+++ TEXTO PARA LEITURA
Ainda para o inglês, Veale e Hao (2010) investigaram a relação entre ironia e conhecimento estereotipado de um domínio, mostrando como esse tipo de percepção ajuda no reconhecimento e entendimento de enunciados irônicos. Reyes et al. (2013) analisam a ironia em termos de um modelo multidimensional de elementos textuais, com a identificação de um conjunto de características discriminativas para gerar automaticamente textos irônicos a partir de textos não-irônicos.
Com relação aos trabalhos voltados para o PB, destaca-se o de Carvalho et al. (2009), que elaboraram um conjunto de padrões linguísticos para identificar ironia no português europeu, como emoticons, expressões onomatopaicas, pontuação e aspas. Algumas dessas pistas são específicas para o português (padrões morfológicos, como os diminutivos), enquanto outras parecem ser independentes da linguagem e presentes em todas as mídias sociais, por exemplo, Facebook ou Twitter. Vanin et al. (2013) apresentam um trabalho inicial para o português do Brasil sobre alguns padrões de detecção de ironia em tweets. Em seu artigo, os autores identificaram padrões com formas diminutivas, que podem tanto expressar sentimentos positivos, como afeto, ternura e intimidade, mas também conotações sarcásticas ou irônicas, quando a intenção é desvalorizar ou insultar uma determinada entidade.
++++++
+++ DADOS REGISTRADOS
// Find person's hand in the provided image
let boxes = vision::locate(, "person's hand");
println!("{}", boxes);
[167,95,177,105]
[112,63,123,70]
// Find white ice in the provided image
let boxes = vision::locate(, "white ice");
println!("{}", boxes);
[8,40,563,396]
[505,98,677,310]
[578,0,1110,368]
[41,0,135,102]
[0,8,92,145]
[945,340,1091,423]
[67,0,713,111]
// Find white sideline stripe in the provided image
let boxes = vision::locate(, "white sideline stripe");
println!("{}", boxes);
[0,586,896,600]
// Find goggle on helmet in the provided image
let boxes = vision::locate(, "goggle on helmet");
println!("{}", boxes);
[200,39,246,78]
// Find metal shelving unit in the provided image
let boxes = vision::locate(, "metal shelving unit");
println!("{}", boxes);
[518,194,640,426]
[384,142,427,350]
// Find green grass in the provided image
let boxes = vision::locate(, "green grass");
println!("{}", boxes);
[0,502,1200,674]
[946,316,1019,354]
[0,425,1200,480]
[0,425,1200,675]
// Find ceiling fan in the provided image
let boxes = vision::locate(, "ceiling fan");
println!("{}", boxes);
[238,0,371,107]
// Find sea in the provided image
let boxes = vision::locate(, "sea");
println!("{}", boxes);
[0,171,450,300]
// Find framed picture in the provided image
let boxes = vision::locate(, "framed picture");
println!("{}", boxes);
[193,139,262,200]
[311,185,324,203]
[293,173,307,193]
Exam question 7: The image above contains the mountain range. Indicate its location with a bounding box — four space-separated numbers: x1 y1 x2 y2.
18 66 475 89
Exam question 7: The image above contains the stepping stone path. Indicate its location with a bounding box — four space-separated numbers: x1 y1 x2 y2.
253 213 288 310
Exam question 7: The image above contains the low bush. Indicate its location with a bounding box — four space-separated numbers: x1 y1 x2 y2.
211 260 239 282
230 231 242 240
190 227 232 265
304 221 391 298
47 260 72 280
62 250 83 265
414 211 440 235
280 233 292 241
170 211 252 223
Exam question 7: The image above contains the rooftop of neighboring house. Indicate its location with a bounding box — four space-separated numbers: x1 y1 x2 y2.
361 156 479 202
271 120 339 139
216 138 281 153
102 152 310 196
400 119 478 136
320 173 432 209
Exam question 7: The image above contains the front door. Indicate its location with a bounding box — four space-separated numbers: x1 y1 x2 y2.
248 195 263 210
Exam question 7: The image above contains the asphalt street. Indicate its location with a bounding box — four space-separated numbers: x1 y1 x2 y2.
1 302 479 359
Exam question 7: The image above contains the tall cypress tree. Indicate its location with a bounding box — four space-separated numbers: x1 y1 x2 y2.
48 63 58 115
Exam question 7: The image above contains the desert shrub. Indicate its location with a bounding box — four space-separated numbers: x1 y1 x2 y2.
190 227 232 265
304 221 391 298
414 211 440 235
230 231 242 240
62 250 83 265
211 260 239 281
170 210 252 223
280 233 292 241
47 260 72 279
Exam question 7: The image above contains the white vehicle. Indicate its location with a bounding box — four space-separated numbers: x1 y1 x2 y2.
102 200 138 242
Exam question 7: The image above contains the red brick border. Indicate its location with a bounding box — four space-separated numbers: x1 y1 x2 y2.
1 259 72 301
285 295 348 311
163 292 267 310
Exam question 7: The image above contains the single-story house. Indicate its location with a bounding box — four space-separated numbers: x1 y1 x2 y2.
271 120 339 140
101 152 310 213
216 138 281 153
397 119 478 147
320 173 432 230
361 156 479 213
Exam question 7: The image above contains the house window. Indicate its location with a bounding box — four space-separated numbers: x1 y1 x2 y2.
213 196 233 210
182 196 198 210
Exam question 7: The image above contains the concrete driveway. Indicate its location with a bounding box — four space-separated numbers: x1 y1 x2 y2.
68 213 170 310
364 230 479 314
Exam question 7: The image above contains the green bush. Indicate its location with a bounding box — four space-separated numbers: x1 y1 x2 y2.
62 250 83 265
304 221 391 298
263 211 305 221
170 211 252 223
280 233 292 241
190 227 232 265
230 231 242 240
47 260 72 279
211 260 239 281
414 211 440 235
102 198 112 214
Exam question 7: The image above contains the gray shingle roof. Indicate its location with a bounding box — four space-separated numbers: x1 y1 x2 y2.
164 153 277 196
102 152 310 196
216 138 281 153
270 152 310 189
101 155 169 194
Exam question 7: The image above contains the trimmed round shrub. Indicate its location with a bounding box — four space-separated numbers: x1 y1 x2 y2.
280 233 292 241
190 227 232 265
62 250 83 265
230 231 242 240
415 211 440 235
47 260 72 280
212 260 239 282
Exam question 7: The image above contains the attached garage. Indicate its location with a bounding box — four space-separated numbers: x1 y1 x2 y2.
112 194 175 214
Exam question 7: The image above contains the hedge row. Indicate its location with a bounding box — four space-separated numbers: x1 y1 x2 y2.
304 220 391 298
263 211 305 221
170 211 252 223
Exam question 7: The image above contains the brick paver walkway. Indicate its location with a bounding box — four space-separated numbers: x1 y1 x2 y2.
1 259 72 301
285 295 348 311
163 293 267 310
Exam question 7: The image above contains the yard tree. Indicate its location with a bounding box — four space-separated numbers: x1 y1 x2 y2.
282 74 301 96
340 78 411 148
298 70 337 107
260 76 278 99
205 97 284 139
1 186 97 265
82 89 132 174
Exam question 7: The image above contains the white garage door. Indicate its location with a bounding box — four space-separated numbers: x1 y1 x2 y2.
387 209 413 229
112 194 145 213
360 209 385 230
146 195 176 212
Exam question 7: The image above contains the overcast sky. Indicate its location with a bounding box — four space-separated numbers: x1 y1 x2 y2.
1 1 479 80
++++++
COMPLETE O SEGUINTE:
a. Transcreva do texto sobre detecção de ironia o trecho que começa em "Ainda para o" e vai até "de textos não-irônicos.", inclusive.
b. De acordo com o texto sobre detecção de ironia, para qual variante do português Carvalho et al. (2009) elaboraram padrões linguísticos de identificação de ironia?

RESPOSTAS ÀS TAREFAS:
a.
Ainda para o inglês, Veale e Hao (2010) investigaram a relação entre ironia e conhecimento estereotipado de um domínio, mostrando como esse tipo de percepção ajuda no reconhecimento e entendimento de enunciados irônicos. Reyes et al. (2013) analisam a ironia em termos de um modelo multidimensional de elementos textuais, com a identificação de um conjunto de características discriminativas para gerar automaticamente textos irônicos a partir de textos não-irônicos.

b. Para o português europeu.